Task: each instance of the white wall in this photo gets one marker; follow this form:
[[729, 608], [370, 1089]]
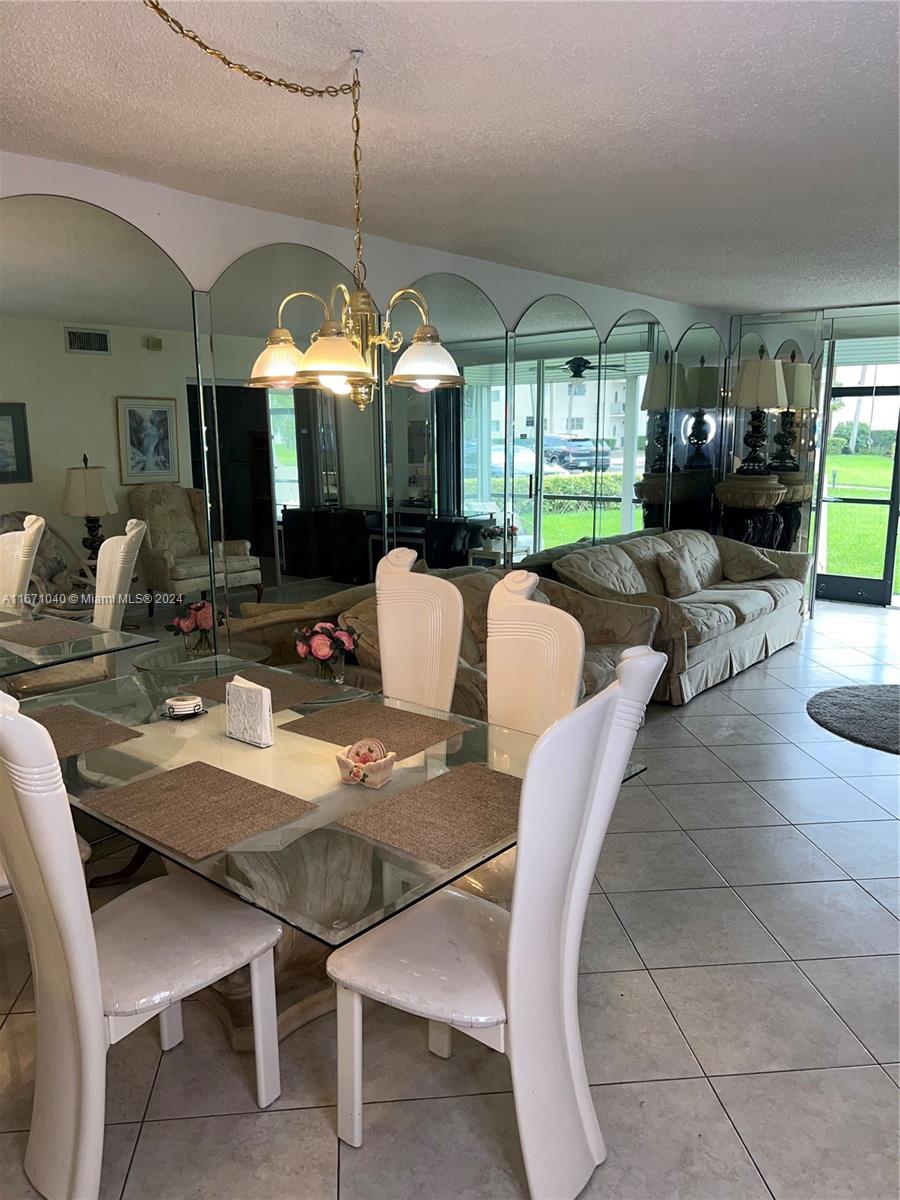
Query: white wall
[[203, 237], [71, 408]]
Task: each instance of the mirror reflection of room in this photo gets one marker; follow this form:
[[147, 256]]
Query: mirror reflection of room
[[96, 427]]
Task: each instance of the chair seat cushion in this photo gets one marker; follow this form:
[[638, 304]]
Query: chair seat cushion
[[169, 937], [193, 567], [59, 678], [443, 959]]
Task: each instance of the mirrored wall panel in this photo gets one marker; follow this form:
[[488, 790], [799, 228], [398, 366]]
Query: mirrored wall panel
[[99, 415], [639, 384], [445, 445], [298, 478], [561, 468]]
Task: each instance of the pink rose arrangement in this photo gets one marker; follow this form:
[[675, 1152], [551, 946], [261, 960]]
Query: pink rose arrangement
[[327, 645], [195, 618]]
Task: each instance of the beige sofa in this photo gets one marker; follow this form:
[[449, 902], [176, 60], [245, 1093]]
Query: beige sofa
[[712, 634], [609, 629]]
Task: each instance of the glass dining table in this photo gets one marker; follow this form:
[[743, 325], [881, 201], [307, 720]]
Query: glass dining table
[[315, 873], [31, 642]]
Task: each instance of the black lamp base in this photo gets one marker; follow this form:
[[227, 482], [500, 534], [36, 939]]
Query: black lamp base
[[94, 538]]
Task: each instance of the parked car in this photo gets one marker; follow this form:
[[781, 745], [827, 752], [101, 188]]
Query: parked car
[[575, 454]]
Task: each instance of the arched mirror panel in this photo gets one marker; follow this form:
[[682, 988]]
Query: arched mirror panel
[[697, 424], [300, 465], [97, 365], [445, 444], [558, 463], [639, 385]]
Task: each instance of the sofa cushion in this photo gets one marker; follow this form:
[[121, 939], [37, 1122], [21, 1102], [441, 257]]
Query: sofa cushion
[[703, 551], [747, 604], [707, 619], [747, 563], [601, 569], [783, 592], [678, 573]]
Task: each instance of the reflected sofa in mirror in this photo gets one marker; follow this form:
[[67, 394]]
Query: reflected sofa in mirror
[[696, 426], [445, 445], [641, 384], [564, 459], [97, 361], [299, 467]]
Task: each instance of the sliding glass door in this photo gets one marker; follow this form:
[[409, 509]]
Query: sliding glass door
[[858, 486]]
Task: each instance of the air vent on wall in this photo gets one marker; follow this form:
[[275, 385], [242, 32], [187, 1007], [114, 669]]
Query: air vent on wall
[[88, 341]]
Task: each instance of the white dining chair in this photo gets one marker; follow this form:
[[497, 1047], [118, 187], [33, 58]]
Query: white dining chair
[[535, 657], [18, 551], [97, 979], [115, 568], [510, 979], [419, 631]]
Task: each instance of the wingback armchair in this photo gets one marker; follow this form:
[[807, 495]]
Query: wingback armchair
[[174, 557]]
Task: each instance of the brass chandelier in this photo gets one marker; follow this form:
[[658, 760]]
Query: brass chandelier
[[343, 354]]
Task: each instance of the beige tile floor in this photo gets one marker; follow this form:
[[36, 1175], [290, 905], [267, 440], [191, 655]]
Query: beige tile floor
[[738, 996]]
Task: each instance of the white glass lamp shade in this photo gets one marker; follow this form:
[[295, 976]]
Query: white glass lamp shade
[[426, 364], [703, 387], [88, 493], [279, 364], [798, 384], [334, 361], [760, 384]]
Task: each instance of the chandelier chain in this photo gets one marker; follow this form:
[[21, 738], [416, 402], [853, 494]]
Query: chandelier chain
[[359, 267], [295, 89]]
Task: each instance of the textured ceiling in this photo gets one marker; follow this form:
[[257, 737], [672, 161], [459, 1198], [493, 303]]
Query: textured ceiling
[[727, 154]]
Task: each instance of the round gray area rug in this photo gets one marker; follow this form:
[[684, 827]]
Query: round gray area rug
[[869, 715]]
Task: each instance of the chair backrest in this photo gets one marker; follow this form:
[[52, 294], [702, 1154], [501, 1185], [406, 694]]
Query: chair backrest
[[115, 568], [535, 657], [419, 631], [41, 857], [18, 551], [571, 783]]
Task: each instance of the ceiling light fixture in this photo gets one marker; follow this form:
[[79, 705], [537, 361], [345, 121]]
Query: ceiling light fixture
[[343, 355]]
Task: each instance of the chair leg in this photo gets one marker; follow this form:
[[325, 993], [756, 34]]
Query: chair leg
[[439, 1038], [349, 1066], [65, 1146], [558, 1129], [265, 1029], [172, 1029]]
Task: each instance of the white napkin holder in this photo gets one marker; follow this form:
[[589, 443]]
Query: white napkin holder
[[249, 712]]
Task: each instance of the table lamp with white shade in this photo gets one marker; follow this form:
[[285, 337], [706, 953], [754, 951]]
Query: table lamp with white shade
[[760, 387], [88, 495], [798, 388], [655, 400]]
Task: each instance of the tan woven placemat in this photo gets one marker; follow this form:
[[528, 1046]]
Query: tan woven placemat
[[198, 809], [403, 732], [47, 631], [447, 820], [77, 731], [287, 690]]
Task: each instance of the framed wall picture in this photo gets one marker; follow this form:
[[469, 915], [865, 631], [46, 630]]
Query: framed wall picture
[[15, 453], [148, 439]]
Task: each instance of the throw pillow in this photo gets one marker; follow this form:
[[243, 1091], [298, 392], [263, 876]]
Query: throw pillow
[[747, 564], [678, 573]]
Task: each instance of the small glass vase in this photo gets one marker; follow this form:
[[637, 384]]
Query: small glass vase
[[330, 669]]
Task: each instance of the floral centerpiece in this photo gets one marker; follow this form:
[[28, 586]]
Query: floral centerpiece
[[327, 646], [196, 618]]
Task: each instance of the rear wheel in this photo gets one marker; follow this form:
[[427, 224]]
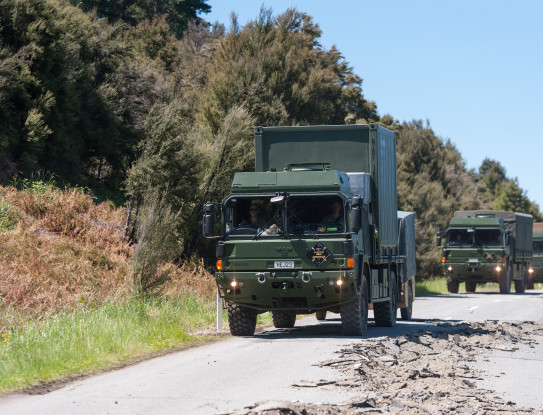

══════════

Reproduce every row above with each occurrence of "marker" changed to "point" and nothing else altered. Omit the pictures.

Task: each instance of the white wall in this photo gets one point; follow this form:
[[729, 608], [370, 1089]]
Query: white wall
[[203, 237], [71, 408]]
Task: each instance of the mirror reflection of room in this photo gets one point; follow this form:
[[147, 256]]
Query: mirror reflection of room
[[96, 427]]
Task: each instance of the chair seat cushion in this photo gets one point; follow this form:
[[638, 304]]
Query: chair seat cushion
[[169, 937], [193, 567], [59, 678], [443, 959]]
Task: each instance of the mirrored wall panel in this photo gets one point; follow this form:
[[488, 790], [799, 228], [398, 366]]
Query: mirrored wall panel
[[99, 415], [639, 384], [445, 445], [298, 478], [561, 468]]
Task: each instance of the pink rose arrangement in this photo gets one point; follow this form:
[[675, 1152], [551, 946], [261, 960]]
Query: pink rose arrangement
[[327, 645], [195, 618]]
Task: each instance of the beige sofa in this photo gets one point; follow this form:
[[449, 902], [176, 60], [245, 1093]]
Query: beige sofa
[[712, 634], [609, 629]]
Task: each instance of the glass dining table in this photo gets one point; follow this form:
[[743, 325], [881, 201], [307, 720]]
Query: glass dining table
[[315, 873], [31, 642]]
Task: each instance of the black lamp base in this photo gets one point; follow this form:
[[227, 482], [500, 534], [36, 939]]
Query: black lamp base
[[94, 538]]
Task: each instance of the parked car in this photo gets one point; follow this form:
[[781, 745], [827, 752], [101, 188]]
Query: parked car
[[575, 454]]
Task: each instance of the arched mirror panel in this photo gets one point; follow this form:
[[682, 988]]
Query: arched mirror panel
[[697, 424], [300, 465], [97, 365], [445, 444], [558, 463], [639, 385]]
Task: each instance of the sofa cushion in this photo gets one point; follow this form:
[[121, 939], [37, 1122], [21, 1102], [441, 257]]
Query: sofa cushion
[[703, 551], [747, 604], [707, 619], [747, 563], [601, 569], [783, 592], [678, 573]]
Task: each instance of the reflected sofa in mirror in this photo gets one point; follow this form:
[[67, 394]]
Query: reflected sofa in mirror
[[696, 426], [445, 445], [641, 384], [564, 459], [97, 361], [299, 467]]
Task: each instance of the sliding glass door in this photo gets one point; follow this form:
[[409, 509]]
Query: sliding glass door
[[858, 486]]
Task: each instance of the air vent on wall in this photo gets one point; follow this form:
[[275, 385], [242, 32], [187, 1007], [114, 669]]
Query: air vent on wall
[[88, 341]]
Task: each instance of the white dining chair in this photo gets one point; follow this form:
[[497, 1047], [118, 187], [33, 58]]
Query: white dining chair
[[535, 657], [18, 551], [97, 979], [115, 568], [510, 979], [419, 631]]
Task: each instance of the wingback armchair in this photo gets one point; follow this form:
[[807, 495]]
Query: wingback armchair
[[174, 557]]
Task: each instance of the brass chandelier in this photo gets one point; follow this form:
[[658, 760]]
Query: brass chandelier
[[343, 354]]
Task: each instance of the beige tile floor in this photo gets one point; follow this form:
[[36, 1175], [290, 905], [267, 440], [191, 655]]
Query: beige tile floor
[[738, 996]]
Task: each instance of the white glass lamp shade in this photo gets one point; follow this form:
[[295, 976]]
Query: white glass lamp shade
[[426, 364], [703, 387], [88, 493], [279, 364], [798, 384], [334, 361], [760, 384]]
Task: each instance of the chandelier chain in this photo gets one point; follow this form:
[[21, 738], [416, 402], [853, 494]]
Query: chandelier chain
[[359, 267], [295, 89]]
Task: each instance of the textured ceiling in this photo gets one point; follow this form:
[[257, 737], [672, 161], [459, 1198], [493, 303]]
Query: textured ceiling
[[727, 154]]
Task: each instance of the round gray area rug in this photo gets one point; follow this form:
[[684, 827]]
Query: round gray area rug
[[869, 715]]
Task: each instance of the chair backrest in this photo gets one point; follow this form:
[[52, 294], [702, 1154], [501, 1185], [406, 694]]
Query: chair backrest
[[115, 568], [535, 657], [419, 631], [41, 857], [18, 551], [571, 783]]
Task: each instance of the ceiling light fixture in this photo gets one point; follow this form:
[[79, 705], [537, 361], [345, 121]]
Query: ceiling light fixture
[[343, 355]]
Task: each instance of the chair leg in this photo gets one point; follow this form:
[[325, 993], [756, 34]]
Query: chair leg
[[439, 1038], [349, 1066], [65, 1146], [558, 1129], [265, 1029], [172, 1029]]
Task: each instance of the white napkin holder in this photo gets one point; follow this form:
[[589, 443]]
Query: white napkin holder
[[249, 712]]
Task: each instance of the table lamp with white shade in this photo gets one point; follow this form:
[[285, 337], [706, 953], [754, 951]]
Query: table lamp with white shade
[[760, 387], [88, 495], [798, 388], [655, 400]]
Task: each instance of the tan woven placemat in this photo gets one point; follow this form:
[[528, 1046]]
Query: tan woven placemat
[[198, 809], [403, 732], [47, 631], [447, 820], [77, 731], [287, 690]]
Task: each instance of the framed wall picture in this photo gets one point; follow this form:
[[469, 915], [865, 631], [46, 630]]
Query: framed wall picture
[[15, 453], [148, 439]]
Task: each instance of the throw pillow in this photo gets one point; follow this form:
[[243, 1091], [298, 392], [263, 876]]
Query: throw pillow
[[747, 564], [678, 573]]
Task: each instance of the small glass vase in this photo gets one point; follow this form:
[[637, 384]]
Query: small glass vase
[[330, 669]]
Task: each instance of the floral centerpiece in this photo gets one point; follow this form:
[[28, 586]]
Query: floral centerpiece
[[327, 646], [196, 618]]
Task: each instance of the rear wheel in this photo gets one point; follow this form:
[[427, 224]]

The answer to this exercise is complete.